- EXTRACTED ENTRIES:
************

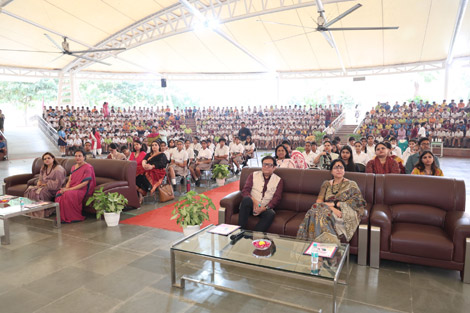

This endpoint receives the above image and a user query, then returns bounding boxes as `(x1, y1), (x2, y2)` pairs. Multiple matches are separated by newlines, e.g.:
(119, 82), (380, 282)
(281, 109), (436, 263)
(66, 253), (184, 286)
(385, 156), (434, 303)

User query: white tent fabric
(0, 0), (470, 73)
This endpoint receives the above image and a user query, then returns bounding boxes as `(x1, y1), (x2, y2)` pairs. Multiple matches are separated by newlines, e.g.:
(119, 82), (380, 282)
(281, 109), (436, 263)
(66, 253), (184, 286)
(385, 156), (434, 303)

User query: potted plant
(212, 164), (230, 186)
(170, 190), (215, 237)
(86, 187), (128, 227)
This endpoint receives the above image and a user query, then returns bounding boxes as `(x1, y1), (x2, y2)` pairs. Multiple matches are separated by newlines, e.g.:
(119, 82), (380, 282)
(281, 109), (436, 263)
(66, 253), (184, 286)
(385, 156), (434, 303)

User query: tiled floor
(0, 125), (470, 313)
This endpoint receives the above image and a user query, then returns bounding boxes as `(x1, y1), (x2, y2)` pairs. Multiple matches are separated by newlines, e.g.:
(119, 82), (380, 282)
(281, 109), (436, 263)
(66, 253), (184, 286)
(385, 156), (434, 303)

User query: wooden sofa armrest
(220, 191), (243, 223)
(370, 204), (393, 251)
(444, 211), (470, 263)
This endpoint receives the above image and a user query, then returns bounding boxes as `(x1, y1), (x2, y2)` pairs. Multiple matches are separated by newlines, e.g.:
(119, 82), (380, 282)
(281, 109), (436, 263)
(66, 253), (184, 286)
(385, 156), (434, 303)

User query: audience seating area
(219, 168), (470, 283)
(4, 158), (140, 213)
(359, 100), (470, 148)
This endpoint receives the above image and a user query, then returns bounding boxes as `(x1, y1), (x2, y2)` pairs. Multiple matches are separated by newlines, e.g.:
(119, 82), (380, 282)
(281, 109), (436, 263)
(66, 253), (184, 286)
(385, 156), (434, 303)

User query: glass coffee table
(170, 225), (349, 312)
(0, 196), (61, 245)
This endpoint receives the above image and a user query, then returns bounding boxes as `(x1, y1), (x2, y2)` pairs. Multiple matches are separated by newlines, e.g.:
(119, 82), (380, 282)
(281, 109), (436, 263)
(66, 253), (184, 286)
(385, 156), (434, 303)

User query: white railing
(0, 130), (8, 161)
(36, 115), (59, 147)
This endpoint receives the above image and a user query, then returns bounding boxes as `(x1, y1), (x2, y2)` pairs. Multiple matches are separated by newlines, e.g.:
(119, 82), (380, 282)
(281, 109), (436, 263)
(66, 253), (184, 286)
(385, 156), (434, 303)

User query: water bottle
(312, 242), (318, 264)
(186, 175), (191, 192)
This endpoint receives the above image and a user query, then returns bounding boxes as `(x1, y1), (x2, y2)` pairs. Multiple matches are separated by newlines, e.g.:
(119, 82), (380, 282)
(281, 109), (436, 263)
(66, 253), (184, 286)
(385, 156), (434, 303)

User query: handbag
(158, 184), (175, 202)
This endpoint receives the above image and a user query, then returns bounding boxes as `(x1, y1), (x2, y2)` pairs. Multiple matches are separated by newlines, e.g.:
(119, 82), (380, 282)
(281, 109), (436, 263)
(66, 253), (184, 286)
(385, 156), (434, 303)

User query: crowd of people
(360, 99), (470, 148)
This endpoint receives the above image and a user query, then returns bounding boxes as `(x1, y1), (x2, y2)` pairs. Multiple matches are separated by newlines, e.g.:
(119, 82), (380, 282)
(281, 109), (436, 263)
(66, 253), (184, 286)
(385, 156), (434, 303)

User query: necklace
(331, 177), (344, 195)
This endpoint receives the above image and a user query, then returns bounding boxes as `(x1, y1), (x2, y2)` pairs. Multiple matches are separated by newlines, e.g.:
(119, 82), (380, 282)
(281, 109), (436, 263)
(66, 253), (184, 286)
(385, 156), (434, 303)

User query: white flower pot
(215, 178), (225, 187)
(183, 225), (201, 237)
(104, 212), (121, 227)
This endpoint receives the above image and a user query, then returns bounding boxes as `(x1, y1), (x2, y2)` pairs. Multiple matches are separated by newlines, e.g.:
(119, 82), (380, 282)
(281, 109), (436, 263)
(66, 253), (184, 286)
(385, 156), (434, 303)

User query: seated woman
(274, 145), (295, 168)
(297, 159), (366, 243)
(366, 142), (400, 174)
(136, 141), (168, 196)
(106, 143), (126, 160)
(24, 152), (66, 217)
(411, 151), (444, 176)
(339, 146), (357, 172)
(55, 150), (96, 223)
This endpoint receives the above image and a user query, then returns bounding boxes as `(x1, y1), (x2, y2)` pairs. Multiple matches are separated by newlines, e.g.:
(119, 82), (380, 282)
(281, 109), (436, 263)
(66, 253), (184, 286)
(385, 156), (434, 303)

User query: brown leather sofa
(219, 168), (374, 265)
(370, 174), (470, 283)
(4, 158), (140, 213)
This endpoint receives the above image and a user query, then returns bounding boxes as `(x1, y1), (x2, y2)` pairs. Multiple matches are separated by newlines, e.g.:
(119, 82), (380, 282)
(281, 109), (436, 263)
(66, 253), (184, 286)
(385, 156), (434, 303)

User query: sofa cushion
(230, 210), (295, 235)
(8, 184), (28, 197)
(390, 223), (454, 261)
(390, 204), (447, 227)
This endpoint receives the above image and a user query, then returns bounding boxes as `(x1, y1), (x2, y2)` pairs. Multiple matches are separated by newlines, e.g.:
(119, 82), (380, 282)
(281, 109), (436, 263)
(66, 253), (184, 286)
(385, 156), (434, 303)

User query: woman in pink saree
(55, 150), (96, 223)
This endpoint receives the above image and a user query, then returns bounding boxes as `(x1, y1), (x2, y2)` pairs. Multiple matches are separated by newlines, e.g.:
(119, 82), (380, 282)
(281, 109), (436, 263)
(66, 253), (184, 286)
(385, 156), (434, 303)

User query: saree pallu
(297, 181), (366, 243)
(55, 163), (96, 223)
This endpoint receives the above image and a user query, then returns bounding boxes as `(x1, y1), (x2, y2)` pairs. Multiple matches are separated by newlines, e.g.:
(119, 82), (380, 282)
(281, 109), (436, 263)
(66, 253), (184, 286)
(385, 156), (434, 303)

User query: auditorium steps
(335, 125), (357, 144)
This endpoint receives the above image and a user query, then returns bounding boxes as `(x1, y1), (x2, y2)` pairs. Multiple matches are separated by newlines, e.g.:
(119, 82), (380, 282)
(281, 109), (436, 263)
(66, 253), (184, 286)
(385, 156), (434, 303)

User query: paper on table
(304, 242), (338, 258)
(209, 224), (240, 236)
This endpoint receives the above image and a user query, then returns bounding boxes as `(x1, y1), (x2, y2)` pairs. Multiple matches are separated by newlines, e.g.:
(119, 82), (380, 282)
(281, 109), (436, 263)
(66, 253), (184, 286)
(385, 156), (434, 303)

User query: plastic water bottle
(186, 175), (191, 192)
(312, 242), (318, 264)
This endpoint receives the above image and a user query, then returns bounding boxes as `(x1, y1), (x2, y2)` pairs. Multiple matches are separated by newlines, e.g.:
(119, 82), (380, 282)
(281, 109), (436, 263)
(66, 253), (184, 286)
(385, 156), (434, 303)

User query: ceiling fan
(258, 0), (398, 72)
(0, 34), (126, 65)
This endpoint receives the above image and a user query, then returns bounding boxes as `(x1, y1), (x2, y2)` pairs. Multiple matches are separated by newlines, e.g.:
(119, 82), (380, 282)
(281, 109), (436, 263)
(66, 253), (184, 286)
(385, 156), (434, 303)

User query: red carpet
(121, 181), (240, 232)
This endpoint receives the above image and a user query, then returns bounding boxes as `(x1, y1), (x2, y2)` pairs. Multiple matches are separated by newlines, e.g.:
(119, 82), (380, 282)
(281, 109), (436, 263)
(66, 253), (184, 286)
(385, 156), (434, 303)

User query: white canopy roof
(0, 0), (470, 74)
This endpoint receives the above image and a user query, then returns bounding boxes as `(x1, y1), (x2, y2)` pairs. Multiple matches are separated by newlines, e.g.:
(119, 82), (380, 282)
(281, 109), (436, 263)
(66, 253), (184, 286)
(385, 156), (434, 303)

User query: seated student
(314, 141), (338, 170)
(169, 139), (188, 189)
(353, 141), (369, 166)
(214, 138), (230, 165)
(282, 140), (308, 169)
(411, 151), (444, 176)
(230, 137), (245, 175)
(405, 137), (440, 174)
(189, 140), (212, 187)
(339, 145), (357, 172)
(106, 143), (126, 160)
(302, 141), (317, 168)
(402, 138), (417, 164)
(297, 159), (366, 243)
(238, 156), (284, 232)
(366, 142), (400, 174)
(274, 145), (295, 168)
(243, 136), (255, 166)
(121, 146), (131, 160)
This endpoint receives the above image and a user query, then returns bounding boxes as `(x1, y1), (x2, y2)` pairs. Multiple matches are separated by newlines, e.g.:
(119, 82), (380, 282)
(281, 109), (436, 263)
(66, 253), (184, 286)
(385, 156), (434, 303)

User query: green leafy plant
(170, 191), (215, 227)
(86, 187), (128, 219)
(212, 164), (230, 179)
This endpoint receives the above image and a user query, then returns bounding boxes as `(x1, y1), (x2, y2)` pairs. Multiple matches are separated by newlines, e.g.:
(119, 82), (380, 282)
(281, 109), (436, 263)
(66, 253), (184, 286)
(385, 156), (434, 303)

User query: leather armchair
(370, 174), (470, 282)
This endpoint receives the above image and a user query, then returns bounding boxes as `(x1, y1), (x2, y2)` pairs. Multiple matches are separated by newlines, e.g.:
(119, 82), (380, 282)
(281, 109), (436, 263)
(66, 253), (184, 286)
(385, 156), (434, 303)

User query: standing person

************

Find each line in the entries above that contains the word "water" and copy those lines.

- ANSWER TO THE EXERCISE:
User query: water bottle
User query: plastic water bottle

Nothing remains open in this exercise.